------ Provided data

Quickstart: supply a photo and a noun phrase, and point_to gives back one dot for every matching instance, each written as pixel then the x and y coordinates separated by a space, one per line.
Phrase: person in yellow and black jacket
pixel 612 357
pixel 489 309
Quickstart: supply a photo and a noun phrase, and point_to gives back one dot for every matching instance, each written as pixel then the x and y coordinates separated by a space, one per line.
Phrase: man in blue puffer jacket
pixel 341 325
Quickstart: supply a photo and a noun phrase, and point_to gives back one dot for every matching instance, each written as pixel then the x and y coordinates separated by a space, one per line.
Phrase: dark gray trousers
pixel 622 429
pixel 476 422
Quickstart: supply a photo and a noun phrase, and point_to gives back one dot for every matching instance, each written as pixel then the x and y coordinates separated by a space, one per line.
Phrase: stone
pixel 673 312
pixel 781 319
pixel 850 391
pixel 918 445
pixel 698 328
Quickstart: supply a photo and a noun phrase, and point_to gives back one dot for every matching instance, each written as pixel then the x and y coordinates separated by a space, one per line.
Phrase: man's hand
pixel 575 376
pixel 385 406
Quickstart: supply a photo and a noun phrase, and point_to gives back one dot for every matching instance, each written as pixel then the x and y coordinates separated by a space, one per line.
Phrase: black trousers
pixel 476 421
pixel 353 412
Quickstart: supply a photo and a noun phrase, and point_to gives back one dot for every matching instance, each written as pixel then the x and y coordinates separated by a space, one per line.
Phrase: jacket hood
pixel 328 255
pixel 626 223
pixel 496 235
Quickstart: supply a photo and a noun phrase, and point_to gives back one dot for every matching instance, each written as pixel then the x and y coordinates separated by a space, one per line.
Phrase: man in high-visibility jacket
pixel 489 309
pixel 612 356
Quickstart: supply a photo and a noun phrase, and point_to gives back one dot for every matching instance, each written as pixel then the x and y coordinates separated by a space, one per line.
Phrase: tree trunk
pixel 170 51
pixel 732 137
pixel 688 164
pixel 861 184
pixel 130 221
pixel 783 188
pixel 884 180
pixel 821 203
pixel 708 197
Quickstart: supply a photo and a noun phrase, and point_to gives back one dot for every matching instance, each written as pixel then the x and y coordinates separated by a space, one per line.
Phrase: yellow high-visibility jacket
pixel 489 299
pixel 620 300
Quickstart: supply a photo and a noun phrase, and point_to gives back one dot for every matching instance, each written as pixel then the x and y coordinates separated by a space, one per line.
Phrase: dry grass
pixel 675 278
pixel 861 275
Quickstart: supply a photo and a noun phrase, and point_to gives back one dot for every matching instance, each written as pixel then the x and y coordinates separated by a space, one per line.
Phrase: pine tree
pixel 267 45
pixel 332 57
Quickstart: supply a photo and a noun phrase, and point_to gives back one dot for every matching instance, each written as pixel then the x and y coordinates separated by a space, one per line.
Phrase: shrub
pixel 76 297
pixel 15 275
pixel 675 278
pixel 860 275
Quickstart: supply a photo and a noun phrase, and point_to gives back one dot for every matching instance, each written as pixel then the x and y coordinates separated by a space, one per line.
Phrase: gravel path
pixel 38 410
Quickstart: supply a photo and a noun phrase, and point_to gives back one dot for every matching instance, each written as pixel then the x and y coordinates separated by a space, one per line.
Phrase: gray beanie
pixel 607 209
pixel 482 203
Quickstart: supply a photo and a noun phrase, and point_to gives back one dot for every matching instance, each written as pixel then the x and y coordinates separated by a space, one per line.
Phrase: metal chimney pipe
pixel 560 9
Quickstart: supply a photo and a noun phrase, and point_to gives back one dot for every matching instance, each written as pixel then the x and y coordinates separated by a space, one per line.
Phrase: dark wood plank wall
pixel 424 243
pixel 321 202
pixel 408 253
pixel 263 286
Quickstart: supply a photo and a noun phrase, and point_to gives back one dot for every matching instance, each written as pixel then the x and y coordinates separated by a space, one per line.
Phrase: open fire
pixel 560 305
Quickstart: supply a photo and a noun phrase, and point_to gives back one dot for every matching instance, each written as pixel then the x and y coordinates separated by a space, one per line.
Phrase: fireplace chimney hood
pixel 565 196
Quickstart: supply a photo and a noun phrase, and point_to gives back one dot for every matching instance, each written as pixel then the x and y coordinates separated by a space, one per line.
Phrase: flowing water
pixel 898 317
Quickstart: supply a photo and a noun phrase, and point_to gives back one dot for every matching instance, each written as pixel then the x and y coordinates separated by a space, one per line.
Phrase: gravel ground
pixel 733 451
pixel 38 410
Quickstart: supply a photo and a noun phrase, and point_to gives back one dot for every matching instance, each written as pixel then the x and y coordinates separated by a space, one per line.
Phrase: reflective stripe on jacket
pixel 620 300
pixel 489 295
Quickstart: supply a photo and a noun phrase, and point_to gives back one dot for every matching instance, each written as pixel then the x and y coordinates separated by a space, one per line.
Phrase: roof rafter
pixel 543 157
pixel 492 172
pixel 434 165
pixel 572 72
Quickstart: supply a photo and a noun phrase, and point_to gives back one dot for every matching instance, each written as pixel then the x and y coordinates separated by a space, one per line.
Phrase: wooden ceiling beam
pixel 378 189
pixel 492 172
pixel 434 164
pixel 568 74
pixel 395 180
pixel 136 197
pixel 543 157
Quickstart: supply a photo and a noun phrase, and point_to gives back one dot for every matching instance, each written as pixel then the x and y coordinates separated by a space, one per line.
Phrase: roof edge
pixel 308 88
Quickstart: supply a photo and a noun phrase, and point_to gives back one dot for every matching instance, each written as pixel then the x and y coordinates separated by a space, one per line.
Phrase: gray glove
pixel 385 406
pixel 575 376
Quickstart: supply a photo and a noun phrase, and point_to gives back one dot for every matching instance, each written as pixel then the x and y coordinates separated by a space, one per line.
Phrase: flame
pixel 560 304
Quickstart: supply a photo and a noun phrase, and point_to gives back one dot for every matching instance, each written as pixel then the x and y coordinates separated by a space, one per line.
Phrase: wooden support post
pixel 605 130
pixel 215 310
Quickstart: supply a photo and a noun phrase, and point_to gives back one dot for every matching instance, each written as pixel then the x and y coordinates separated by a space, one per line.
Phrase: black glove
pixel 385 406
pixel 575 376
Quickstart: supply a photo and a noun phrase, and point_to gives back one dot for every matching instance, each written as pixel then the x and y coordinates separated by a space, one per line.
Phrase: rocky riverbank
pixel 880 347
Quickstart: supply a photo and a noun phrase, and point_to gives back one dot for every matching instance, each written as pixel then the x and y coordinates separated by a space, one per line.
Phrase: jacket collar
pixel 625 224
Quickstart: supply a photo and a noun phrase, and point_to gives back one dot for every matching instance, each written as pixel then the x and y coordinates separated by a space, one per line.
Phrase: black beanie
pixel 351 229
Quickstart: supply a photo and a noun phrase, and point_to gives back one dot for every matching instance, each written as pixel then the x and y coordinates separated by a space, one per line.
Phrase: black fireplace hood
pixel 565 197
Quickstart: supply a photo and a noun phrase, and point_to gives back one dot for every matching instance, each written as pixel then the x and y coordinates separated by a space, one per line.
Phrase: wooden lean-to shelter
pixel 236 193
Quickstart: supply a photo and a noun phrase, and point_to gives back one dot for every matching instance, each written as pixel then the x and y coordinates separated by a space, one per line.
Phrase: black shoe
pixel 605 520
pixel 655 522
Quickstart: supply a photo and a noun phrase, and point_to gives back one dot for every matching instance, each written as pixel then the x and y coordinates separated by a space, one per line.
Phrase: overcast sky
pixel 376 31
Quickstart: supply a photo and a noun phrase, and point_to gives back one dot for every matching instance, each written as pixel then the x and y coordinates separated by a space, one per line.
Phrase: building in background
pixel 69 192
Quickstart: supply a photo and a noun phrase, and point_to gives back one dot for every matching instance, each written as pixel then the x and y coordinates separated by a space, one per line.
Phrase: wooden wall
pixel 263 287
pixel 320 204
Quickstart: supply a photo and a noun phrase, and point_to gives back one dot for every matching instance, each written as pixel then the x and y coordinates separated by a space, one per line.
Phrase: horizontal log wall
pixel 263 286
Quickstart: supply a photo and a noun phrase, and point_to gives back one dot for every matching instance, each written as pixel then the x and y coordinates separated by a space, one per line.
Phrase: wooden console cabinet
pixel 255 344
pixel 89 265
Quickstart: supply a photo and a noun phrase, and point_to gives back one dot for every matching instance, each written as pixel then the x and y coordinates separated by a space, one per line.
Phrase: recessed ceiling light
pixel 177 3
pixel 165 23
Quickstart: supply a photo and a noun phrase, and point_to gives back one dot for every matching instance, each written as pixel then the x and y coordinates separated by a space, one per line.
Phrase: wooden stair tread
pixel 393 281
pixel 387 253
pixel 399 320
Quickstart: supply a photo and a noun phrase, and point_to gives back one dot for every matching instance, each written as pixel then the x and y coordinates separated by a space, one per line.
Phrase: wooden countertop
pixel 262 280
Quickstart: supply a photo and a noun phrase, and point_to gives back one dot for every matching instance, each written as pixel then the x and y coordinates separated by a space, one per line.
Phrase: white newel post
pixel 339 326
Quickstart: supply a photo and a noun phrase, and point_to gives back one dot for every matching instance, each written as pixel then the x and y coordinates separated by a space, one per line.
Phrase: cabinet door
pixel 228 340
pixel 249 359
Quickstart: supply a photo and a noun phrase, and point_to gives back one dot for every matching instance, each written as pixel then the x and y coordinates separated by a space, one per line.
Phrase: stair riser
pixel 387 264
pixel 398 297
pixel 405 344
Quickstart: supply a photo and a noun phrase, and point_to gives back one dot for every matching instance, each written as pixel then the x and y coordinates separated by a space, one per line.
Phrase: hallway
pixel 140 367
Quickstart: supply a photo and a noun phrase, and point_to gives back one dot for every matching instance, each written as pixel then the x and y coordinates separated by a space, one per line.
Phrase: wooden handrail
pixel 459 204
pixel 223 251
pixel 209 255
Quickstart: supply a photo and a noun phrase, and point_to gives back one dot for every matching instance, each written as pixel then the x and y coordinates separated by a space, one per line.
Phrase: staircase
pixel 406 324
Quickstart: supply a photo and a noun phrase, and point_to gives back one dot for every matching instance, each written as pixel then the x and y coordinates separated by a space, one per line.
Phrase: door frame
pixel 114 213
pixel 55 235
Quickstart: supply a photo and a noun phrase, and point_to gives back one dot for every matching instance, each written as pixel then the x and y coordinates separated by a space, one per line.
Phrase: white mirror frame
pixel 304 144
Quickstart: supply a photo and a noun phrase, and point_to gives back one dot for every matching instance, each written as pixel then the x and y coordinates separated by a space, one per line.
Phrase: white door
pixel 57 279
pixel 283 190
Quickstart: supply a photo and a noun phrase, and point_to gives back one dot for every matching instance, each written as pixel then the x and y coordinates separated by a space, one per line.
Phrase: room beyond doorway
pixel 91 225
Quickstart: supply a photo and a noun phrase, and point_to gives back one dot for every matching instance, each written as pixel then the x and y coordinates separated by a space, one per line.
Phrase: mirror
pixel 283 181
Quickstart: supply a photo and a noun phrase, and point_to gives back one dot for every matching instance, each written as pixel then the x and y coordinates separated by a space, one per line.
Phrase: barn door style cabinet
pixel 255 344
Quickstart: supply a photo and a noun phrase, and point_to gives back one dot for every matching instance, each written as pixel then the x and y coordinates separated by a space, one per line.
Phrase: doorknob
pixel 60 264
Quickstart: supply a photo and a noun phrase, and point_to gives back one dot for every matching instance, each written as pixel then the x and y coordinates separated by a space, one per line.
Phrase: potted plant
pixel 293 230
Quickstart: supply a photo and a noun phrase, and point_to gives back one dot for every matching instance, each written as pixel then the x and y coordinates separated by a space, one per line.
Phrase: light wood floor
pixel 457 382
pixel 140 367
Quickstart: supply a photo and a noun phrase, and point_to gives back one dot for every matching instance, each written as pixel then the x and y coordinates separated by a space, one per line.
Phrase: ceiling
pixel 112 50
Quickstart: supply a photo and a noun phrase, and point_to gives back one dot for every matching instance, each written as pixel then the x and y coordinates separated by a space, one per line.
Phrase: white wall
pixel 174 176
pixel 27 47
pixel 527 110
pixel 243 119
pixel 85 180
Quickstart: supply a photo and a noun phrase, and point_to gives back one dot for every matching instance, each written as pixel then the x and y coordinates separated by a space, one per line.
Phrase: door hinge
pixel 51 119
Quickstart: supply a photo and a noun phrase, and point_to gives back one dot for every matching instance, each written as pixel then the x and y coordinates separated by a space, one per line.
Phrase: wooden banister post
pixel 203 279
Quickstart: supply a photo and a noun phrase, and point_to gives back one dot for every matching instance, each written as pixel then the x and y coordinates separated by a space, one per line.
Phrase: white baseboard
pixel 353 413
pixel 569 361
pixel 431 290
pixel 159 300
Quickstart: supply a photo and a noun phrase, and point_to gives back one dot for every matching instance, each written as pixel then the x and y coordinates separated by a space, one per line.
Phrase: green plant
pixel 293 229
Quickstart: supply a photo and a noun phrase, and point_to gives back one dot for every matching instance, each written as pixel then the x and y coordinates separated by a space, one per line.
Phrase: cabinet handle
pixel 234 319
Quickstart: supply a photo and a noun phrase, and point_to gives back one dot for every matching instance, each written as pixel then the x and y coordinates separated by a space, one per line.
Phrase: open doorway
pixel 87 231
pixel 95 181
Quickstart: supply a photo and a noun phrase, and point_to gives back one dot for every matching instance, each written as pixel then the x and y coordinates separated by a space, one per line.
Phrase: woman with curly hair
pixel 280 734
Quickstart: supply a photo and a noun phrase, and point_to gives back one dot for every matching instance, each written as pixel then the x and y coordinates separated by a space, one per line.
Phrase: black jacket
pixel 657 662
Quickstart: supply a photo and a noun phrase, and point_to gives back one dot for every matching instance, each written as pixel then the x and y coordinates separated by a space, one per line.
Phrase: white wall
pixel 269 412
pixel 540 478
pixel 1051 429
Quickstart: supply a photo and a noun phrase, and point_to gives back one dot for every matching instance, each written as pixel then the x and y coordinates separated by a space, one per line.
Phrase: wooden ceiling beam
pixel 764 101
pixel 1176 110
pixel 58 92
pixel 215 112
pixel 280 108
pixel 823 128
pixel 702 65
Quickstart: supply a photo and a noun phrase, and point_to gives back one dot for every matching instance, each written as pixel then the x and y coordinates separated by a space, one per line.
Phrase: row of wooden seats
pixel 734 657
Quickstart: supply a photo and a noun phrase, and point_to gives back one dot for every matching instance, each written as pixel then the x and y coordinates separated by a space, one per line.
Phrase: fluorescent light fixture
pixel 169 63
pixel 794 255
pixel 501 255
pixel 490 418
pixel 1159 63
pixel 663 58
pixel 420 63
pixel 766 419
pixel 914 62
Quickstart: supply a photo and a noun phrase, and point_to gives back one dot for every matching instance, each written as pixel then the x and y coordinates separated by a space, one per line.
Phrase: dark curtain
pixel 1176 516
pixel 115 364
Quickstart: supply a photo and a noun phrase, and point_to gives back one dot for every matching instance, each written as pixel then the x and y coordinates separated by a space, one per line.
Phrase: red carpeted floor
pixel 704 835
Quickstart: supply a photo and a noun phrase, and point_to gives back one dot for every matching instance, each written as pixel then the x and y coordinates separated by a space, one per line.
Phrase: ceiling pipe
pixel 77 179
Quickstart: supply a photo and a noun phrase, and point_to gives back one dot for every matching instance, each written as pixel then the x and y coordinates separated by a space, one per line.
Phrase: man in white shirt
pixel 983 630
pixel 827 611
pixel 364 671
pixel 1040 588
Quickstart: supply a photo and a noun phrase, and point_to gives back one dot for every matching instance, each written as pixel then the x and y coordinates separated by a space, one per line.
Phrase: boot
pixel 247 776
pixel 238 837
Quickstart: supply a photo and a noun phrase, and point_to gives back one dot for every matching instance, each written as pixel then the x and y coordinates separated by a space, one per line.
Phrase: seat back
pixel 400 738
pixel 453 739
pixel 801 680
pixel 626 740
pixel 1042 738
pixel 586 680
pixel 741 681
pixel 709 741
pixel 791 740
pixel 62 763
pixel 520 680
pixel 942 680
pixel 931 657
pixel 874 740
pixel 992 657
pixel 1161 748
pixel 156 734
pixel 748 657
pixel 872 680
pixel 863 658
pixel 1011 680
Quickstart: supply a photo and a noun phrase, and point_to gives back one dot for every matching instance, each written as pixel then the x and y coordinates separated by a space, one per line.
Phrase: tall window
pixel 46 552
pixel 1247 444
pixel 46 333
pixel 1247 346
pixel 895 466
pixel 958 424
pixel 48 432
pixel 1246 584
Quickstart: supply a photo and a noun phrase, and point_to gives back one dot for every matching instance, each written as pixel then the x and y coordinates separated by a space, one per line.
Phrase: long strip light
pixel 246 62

------------

◆ **Instructions for the task**: Turn the records, starting at their first line and ending at the line that contains "pixel 698 328", into a JSON list of strings, one string per line, with blank lines left out.

◆ **The output**:
[
  "Quickstart: supply a photo and a noun phrase, and point_to gives back one dot for every matching instance, each written as pixel then the x and y coordinates separated by a space, one per line.",
  "Phrase: person in yellow and black jacket",
  "pixel 612 357",
  "pixel 489 309",
  "Quickstart: supply a photo and a noun phrase, and point_to gives back one dot for every matching instance, each written as pixel then the x and y coordinates separated by a space, one per line.",
  "Phrase: man in blue puffer jacket",
  "pixel 341 325",
  "Quickstart: supply a photo and a noun phrase, and point_to gives back one dot for every matching instance, each written as pixel then the x and y coordinates separated by a space, one per line.",
  "Phrase: dark gray trousers",
  "pixel 622 429",
  "pixel 476 422",
  "Quickstart: supply a photo and a noun phrase, and point_to gives back one dot for every matching instance, each written as pixel then the x and y coordinates separated by a space, one per line.",
  "Phrase: stone",
  "pixel 673 312",
  "pixel 781 319",
  "pixel 850 391",
  "pixel 918 445",
  "pixel 698 328"
]